## Exercises to complete
• 1. Summarize the biography of Jeffrey Michael Bourne in two sentences.
• 2. Reproduce verbatim the passage of the Bourne biography from "Early life and" up to and including "in November 2016.".

## Extracted text
[start]
Jeffrey Michael Bourne (born 1976) is an American attorney and politician. He is a member of the Virginia House of Delegates from the 71st district, after winning a special election on February 7, 2017, to fill the seat vacated by Jennifer McClellan's election to the Senate of Virginia.

Early life and education
Born in Hartford, Connecticut, Bourne was raised in Richmond, Virginia, and graduated from George Wythe High School. He earned a Bachelor of Arts degree in economics from the College of William & Mary in 1999 and a Juris Doctor from the William & Mary Law School in 2007.

Career
Bourne works as a deputy attorney general for the state of Virginia. Previously, he has been deputy chief of staff to Richmond mayor Dwight Clinton Jones and head of government relations at the Richmond Redevelopment and Housing Authority.

In 2013, Bourne was elected to the Richmond School Board, representing the North Side 3rd district and serving two years as the board's chair. He was reelected in November 2016.

On February 7, 2017, Bourne won a special election to serve as the 71st District's Representative to the Virginia House of Delegates. He is a member of the Virginia Legislative Black Caucus.
[end]
## Excerpted data
[start]
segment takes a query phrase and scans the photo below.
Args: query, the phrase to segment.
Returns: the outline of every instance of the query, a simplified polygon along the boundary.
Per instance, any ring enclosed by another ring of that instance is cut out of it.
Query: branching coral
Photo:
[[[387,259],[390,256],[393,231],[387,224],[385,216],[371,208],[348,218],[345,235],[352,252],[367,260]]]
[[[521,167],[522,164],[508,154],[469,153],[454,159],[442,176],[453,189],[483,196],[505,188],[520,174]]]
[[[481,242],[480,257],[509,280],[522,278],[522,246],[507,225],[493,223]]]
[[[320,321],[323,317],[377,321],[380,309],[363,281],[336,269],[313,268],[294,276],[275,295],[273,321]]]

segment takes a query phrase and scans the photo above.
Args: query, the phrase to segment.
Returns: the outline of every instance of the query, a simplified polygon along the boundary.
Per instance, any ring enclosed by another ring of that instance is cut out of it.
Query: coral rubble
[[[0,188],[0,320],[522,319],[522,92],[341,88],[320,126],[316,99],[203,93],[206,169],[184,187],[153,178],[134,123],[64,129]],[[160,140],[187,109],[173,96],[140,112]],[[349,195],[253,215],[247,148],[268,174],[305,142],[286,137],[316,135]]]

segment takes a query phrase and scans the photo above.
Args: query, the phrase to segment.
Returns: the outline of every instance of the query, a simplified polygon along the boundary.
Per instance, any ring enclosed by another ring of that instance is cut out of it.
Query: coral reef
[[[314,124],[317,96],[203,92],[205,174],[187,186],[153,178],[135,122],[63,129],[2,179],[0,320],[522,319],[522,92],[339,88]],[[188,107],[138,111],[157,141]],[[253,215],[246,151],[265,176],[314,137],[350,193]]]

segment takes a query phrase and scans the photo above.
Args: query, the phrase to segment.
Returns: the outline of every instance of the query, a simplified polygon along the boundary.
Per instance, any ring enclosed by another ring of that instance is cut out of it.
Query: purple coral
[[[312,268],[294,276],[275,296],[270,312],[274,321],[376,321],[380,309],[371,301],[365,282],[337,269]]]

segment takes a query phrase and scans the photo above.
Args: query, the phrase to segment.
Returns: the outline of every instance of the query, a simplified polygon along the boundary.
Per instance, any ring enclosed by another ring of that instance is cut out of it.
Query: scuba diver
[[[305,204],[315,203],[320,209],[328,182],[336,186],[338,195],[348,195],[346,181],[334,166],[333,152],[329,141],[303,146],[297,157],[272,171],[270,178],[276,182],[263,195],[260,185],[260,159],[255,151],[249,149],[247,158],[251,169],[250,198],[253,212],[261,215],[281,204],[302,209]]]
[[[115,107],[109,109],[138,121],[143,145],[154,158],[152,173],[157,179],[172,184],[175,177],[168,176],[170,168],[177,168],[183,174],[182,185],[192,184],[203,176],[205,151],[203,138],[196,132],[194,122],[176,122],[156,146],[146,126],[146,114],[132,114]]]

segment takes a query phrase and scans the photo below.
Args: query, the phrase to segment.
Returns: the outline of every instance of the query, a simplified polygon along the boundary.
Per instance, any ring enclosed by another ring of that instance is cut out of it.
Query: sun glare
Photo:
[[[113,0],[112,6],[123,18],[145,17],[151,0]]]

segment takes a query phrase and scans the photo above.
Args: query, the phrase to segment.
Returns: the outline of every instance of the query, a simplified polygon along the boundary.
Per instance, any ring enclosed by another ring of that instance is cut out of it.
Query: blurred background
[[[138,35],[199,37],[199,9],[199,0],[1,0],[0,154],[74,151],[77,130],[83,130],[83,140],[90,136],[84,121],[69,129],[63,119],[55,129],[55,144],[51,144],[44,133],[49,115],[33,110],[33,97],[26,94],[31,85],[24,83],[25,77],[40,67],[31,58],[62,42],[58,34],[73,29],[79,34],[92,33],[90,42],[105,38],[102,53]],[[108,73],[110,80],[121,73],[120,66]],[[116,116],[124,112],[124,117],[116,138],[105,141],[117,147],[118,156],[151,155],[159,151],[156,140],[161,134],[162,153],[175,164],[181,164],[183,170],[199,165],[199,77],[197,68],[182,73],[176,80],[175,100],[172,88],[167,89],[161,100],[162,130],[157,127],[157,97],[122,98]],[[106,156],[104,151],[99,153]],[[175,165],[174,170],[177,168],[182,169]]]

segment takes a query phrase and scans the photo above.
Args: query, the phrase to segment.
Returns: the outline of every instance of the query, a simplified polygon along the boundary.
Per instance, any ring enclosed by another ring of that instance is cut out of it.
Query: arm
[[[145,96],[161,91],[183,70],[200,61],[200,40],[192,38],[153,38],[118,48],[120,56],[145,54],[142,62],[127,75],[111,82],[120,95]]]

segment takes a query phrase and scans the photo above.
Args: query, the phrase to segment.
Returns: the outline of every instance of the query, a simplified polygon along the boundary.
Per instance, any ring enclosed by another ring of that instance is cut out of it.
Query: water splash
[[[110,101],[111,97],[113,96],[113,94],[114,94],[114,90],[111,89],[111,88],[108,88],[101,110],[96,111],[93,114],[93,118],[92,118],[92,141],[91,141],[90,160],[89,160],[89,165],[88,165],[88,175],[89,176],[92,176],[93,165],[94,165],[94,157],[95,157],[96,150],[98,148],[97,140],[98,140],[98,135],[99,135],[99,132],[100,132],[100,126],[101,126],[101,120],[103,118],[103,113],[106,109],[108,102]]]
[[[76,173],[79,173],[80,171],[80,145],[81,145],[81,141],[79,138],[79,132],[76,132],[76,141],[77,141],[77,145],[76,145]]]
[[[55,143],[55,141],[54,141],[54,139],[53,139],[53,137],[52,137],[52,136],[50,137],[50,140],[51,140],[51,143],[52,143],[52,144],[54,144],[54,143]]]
[end]
## Problem solutions
• 1. Jeffrey Michael Bourne, born in 1976, is an American attorney and politician. He won a special election on February 7, 2017, to represent the 71st district in the Virginia House of Delegates, filling the seat vacated by Jennifer McClellan's election to the Senate of Virginia, and he previously served on the Richmond School Board, including two years as its chair.

• 2.
Early life and education
Born in Hartford, Connecticut, Bourne was raised in Richmond, Virginia, and graduated from George Wythe High School. He earned a Bachelor of Arts degree in economics from the College of William & Mary in 1999 and a Juris Doctor from the William & Mary Law School in 2007.

Career
Bourne works as a deputy attorney general for the state of Virginia. Previously, he has been deputy chief of staff to Richmond mayor Dwight Clinton Jones and head of government relations at the Richmond Redevelopment and Housing Authority.

In 2013, Bourne was elected to the Richmond School Board, representing the North Side 3rd district and serving two years as the board's chair. He was reelected in November 2016.